What you need to do
Reproduce verbatim the lines of the records below, beginning at the line that contains "Box the glass window." and stopping after the line that contains "[372, 254, 395, 265]".

== Records to use ==

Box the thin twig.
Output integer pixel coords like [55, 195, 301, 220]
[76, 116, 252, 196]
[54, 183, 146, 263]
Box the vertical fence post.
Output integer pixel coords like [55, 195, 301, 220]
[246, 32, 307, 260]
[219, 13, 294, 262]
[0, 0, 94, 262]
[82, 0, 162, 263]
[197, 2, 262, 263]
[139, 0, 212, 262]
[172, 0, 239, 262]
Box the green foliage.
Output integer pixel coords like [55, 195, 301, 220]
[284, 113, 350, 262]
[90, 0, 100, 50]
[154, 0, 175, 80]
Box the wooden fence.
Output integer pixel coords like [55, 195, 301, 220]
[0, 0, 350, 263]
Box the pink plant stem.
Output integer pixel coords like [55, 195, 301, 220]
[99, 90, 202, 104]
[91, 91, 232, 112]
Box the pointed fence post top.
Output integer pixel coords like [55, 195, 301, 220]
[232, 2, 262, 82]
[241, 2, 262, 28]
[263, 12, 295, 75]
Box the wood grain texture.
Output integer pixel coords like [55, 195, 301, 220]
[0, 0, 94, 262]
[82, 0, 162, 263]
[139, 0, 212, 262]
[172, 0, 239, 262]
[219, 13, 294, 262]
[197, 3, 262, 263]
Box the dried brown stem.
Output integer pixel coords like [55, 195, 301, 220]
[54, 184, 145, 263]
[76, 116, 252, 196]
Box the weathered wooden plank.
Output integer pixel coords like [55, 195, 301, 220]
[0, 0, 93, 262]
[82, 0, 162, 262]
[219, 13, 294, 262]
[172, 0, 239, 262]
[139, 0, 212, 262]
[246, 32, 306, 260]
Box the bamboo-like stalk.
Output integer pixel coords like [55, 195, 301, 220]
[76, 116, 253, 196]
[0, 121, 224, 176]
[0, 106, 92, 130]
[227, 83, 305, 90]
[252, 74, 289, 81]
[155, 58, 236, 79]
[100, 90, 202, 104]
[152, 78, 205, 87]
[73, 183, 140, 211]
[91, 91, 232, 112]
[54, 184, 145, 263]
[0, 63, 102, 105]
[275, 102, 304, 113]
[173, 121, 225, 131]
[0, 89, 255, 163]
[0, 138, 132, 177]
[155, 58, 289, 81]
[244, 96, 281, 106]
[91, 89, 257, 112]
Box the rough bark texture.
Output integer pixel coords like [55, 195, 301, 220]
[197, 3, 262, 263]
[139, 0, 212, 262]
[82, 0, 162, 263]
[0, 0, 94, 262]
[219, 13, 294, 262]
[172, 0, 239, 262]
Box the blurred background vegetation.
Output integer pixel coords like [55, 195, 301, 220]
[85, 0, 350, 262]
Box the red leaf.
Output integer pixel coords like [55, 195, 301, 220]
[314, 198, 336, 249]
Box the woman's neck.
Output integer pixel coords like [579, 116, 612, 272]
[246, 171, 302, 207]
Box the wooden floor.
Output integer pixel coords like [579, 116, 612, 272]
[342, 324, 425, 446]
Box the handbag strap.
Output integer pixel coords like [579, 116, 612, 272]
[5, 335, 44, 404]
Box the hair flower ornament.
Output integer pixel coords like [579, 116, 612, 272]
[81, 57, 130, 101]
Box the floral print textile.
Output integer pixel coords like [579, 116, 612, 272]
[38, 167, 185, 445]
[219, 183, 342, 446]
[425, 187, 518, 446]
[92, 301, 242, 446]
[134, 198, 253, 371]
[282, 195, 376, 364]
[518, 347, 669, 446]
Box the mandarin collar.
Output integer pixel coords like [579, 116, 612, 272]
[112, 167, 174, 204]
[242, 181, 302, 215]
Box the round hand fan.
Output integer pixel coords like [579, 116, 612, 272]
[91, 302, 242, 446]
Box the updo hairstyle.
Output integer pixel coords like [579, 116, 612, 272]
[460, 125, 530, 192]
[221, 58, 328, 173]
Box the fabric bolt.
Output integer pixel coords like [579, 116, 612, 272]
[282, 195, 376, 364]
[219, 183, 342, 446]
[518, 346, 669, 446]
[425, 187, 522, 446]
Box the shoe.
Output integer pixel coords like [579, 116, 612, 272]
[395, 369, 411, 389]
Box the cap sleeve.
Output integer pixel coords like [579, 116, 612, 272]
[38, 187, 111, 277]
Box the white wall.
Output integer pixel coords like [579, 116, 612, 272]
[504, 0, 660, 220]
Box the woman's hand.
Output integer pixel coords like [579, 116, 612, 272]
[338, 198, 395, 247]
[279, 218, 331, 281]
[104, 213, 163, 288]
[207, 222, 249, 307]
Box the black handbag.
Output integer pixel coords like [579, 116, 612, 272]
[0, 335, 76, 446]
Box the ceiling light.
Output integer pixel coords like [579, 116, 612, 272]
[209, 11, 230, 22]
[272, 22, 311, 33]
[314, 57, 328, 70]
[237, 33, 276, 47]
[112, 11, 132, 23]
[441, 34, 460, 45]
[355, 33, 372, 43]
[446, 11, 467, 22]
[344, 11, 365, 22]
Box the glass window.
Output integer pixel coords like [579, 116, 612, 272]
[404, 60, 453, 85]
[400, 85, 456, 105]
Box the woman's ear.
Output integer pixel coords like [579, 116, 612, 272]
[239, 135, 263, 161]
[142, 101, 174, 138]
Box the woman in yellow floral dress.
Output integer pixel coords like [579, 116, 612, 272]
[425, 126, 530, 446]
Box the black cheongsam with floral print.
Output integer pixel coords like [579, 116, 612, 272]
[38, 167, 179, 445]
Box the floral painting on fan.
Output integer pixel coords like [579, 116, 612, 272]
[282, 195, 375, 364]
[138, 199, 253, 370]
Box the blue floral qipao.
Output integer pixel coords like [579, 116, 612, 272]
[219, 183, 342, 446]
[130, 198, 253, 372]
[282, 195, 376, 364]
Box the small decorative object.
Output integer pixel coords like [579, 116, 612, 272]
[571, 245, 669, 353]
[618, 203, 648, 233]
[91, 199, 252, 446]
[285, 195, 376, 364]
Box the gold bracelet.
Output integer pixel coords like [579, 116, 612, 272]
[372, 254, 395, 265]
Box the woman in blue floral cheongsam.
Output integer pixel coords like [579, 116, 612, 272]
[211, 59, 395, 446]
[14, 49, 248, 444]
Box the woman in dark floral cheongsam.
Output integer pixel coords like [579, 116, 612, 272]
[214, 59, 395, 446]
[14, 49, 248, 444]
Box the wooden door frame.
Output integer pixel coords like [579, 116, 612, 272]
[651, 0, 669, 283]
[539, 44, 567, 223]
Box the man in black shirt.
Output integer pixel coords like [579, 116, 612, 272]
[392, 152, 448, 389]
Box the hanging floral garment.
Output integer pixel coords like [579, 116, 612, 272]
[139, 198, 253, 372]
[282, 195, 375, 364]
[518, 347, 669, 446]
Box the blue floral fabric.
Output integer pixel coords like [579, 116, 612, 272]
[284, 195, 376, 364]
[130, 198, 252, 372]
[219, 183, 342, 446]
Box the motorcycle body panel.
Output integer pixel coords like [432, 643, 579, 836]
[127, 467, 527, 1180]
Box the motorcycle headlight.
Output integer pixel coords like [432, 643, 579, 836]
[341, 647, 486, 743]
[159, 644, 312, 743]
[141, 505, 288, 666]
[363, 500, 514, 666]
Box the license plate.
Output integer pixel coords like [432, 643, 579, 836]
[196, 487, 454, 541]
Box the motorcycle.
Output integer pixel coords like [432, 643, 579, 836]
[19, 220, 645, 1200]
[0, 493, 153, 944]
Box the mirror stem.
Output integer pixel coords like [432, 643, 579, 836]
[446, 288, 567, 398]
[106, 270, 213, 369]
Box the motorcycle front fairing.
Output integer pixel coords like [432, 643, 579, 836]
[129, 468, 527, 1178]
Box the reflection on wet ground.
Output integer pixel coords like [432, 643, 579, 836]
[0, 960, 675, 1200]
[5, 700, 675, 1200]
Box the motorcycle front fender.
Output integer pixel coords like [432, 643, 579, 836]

===

Output below
Box the glass window.
Output integer pixel coords like [579, 116, 612, 272]
[404, 60, 453, 85]
[400, 85, 456, 105]
Box the woman's ear.
Output integer pixel coords like [579, 116, 612, 272]
[239, 135, 263, 161]
[142, 101, 174, 138]
Box the woman in yellow floral dress.
Output integer pixel coords like [579, 116, 612, 272]
[425, 126, 530, 446]
Box the black cheongsam with floral print.
Output integer pixel coords like [579, 116, 612, 272]
[38, 167, 179, 445]
Box the floral painting on fan.
Output integer pixel coords like [579, 116, 612, 272]
[282, 195, 375, 364]
[138, 199, 253, 370]
Box the blue floral qipao.
Output integer pixel coords like [579, 116, 612, 272]
[219, 183, 342, 446]
[130, 198, 253, 372]
[282, 195, 376, 364]
Box the small decorative object.
Output integer pixel coords like [579, 116, 612, 272]
[571, 245, 669, 353]
[618, 203, 648, 233]
[91, 199, 252, 446]
[285, 195, 376, 364]
Box the gold bracelet.
Output integer pixel coords like [579, 116, 612, 272]
[372, 254, 395, 265]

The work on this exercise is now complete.